# Problem statement
Could you resume the passage on how brokerages earn from commissions versus net interest, continuing on from its final sentence?

# Page text

# # # # # # #

I feel a bit for Schwab... you have to charge for *something*. (Vanguard charges for asset management, and uses its truly galactic levels of scale to cram down the prices on that.)
Interestingly, from an allocative perspective, to the extent you make money from net interest revenue you're largely making it from your wealthiest customers, and to the extent you make it from commissions the burden (as percentage of account value) will mostly be on the young.
Like, the first time you invest $500 and pay a $4 commission, you've given 75 bps of your assets. But if you keep saving and buy-and-holding, in year 15 your commissions are probably larger as absolute dollar amount but round to zero in terms of your portfolio.
Net interest revenue, on the other hand, works almost the opposite way: when you deposit $500 and buy a few shares a few days later, you've generated effectively nothing in net interest. But when you're a retiree with 20% cash allocation, it's costing you quite a bit.

# # # # # # #

# Dataset extract
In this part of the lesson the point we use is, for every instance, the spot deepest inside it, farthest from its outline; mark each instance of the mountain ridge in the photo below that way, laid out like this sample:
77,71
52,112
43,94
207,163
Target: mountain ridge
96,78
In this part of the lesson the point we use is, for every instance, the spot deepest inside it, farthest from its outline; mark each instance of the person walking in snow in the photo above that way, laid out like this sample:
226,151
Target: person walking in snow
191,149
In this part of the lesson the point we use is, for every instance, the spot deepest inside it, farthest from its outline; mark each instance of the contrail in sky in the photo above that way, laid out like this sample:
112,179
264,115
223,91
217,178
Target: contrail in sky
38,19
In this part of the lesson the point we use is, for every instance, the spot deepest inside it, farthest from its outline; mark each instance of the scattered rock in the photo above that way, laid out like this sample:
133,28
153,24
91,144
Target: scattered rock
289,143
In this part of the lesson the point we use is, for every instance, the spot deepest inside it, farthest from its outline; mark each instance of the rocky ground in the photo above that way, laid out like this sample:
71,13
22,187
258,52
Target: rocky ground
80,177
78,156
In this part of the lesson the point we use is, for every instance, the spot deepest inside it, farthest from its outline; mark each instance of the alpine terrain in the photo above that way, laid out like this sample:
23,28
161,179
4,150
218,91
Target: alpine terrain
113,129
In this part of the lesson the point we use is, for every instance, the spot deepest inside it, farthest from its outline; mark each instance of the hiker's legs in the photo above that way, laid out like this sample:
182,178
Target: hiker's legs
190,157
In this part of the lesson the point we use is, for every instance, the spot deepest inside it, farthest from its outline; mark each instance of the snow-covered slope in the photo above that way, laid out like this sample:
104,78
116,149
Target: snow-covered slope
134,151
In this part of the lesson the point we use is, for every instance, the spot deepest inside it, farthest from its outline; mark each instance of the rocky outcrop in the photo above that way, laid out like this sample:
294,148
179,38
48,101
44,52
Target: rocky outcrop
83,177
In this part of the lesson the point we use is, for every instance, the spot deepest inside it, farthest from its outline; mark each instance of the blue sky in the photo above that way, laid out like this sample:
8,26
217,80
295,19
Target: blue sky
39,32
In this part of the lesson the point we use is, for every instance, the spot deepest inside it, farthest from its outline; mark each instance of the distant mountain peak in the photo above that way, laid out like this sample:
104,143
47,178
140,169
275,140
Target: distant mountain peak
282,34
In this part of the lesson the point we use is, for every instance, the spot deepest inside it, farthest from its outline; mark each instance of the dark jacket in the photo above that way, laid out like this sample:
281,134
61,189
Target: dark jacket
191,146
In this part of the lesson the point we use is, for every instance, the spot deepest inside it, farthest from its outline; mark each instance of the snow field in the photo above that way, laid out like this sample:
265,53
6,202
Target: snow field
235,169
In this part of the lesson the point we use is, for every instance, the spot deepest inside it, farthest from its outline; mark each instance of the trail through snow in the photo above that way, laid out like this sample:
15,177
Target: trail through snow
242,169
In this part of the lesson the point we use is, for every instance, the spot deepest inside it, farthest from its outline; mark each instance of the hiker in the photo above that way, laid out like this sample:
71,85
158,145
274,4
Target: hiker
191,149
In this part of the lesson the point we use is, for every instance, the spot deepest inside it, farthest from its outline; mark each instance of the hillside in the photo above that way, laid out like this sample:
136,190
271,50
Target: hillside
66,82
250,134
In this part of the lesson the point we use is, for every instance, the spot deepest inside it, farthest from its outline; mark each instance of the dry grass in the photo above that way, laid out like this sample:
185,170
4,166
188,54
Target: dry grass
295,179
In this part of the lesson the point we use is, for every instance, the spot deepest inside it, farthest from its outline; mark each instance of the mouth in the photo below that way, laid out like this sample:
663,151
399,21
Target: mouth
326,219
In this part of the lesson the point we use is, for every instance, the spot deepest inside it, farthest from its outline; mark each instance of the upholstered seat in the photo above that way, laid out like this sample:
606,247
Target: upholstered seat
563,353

# # # # # # #

# Task output
Vanguard passes essentially all securities lending revenue back to their customers, many of their funds effectively have a negative expense ratio. This doesn’t show up in the posted ER, though, which makes it hard to compare total costs.
Financial services are so damn efficient, and then there is Bitcoin.
Vanguard is great! I have most of my money in the settlement account instead of my bank besides what I need. And use that to make monthly stock purchases. And the stocks only have 0.04% expense ratio!